• _Tu objetivo_
Devuelve sin cambios el pasaje del texto sobre la llegada del hombre a la Luna que comienza con las palabras que contienen "Lo increíble es" y termina con "astronautas a bordo.".

• _Fragmento de lectura_
◆ ◆ ◆ ◆ ◆
Este año 2019 celebramos el 50 aniversario de la llegada del hombre a la Luna, con la misión Apolo 11. Después de cinco días de viaje, el 21 de julio de 1969, Neil Armstrong abrió la escotilla del módulo lunar, descendió lentamente la escalerilla y pisó la polvorienta superficie de nuestro satélite por primera vez.
Lo increíble es que habían pasado solo 12 años desde que la URSS pusiera en órbita el primer satélite artificial de la historia. Eso quiere decir que, en poco más de una década, se había podido crear toda la tecnología necesaria para que tres hombres pudieran salir al frío y hostil espacio exterior, viajar a 400.000 kilómetros de distancia, pasear por la Luna y volver a casa sanos y salvos.
¿Y después, qué? Yo estoy seguro de que si por aquellas fechas hubiéramos preguntado a ingenieros espaciales de todo el mundo, muchos habrían apostado a que en una década el hombre iba a estar en Marte. Pero, aunque parezca mentira, desde que acabó el programa Apolo en el año 1972, solo nos hemos atrevido a salir hasta la Estación Espacial Internacional, un pequeño laboratorio que órbita la Tierra a 400 kilómetros de altura con seis astronautas a bordo.
Sí, lo han leído bien. En 1969 fuimos capaces de viajar 400.000 kilómetros en el espacio, lo equivalente a dar 60 vueltas a la Tierra, y ahora lo máximo que podemos alejarnos de la superficie terrestre son 400 kilómetros, menos de la distancia de Barcelona a Madrid.
Para entender esta paradoja, hace falta dar un salto hacia atrás en el tiempo. ¿Preparados?
La carrera espacial
La historia empieza en 1945, al final de la Segunda Guerra Mundial. Los aliados ganan la guerra y los EEUU y la URSS entablan una dura disputa por quedarse con restos del cohete V2, el primer misil balístico de largo alcance del mundo. El cohete podía llevar casi 1.000 kg de explosivo a 300 km de distancia y fue responsable de la muerte de más de 7.000 personas, principalmente en Londres.
Terminada la guerra, los EEUU y la URSS encuentran varios V2 y empiezan a estudiarlos exhaustivamente, cada uno por su lado. Además, hacen todo lo posible por llevarse a sus países a científicos e ingenieros que hubieran estado involucrados en el diseño de esa poderosa arma.
◆ ◆ ◆ ◆ ◆
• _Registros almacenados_

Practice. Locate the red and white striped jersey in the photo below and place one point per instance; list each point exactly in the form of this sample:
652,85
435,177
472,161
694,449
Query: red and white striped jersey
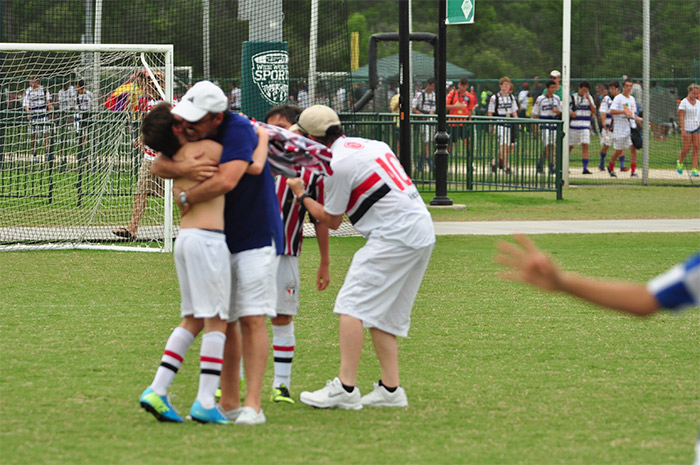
◆ ◆ ◆ ◆ ◆
• _Respuesta al ejercicio_
Lo increíble es que habían pasado solo 12 años desde que la URSS pusiera en órbita el primer satélite artificial de la historia. Eso quiere decir que, en poco más de una década, se había podido crear toda la tecnología necesaria para que tres hombres pudieran salir al frío y hostil espacio exterior, viajar a 400.000 kilómetros de distancia, pasear por la Luna y volver a casa sanos y salvos.
¿Y después, qué? Yo estoy seguro de que si por aquellas fechas hubiéramos preguntado a ingenieros espaciales de todo el mundo, muchos habrían apostado a que en una década el hombre iba a estar en Marte. Pero, aunque parezca mentira, desde que acabó el programa Apolo en el año 1972, solo nos hemos atrevido a salir hasta la Estación Espacial Internacional, un pequeño laboratorio que órbita la Tierra a 400 kilómetros de altura con seis astronautas a bordo.